[Dataset items]
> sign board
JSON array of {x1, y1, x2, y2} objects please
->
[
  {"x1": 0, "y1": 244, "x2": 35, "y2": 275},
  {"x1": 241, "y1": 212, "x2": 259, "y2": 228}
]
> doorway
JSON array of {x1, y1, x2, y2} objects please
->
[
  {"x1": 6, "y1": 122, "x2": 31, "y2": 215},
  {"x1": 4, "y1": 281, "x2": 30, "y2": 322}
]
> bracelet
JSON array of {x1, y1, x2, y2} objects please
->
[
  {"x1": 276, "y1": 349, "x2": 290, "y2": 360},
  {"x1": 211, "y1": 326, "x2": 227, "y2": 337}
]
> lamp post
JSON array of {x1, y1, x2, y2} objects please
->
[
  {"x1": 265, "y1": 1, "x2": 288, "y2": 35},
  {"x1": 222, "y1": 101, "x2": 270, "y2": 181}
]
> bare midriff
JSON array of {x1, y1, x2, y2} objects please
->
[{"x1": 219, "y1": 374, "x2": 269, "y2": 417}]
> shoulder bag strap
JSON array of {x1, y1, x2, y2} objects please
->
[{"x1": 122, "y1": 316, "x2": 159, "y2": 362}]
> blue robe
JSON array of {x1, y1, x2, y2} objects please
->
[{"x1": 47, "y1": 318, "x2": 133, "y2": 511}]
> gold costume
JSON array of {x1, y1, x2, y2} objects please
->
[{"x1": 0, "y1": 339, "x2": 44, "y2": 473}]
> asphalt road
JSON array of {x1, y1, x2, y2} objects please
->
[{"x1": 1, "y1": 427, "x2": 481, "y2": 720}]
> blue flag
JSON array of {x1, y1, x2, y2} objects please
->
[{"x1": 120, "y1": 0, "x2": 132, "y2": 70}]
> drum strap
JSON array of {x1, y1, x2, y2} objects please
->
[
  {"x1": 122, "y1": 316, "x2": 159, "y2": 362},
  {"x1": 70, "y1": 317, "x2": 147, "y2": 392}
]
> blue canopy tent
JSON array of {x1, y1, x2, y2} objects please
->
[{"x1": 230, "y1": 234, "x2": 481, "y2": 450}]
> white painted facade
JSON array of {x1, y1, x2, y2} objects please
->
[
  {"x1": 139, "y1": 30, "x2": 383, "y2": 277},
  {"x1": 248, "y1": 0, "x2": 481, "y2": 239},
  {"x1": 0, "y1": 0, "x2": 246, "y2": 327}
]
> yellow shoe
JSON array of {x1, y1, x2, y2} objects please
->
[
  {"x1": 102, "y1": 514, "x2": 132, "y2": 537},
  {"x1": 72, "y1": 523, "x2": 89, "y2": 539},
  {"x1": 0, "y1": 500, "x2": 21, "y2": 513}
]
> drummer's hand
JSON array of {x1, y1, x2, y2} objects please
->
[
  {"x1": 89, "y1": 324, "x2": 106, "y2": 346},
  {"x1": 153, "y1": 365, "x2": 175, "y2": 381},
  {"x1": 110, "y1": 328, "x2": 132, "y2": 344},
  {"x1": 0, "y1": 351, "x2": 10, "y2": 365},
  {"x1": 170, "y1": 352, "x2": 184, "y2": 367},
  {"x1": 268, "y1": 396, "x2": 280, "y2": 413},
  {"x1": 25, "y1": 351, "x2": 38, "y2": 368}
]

What you will do: The answer must be a single number: how many lines of the records contain the string "blue".

Solution to this exercise: 3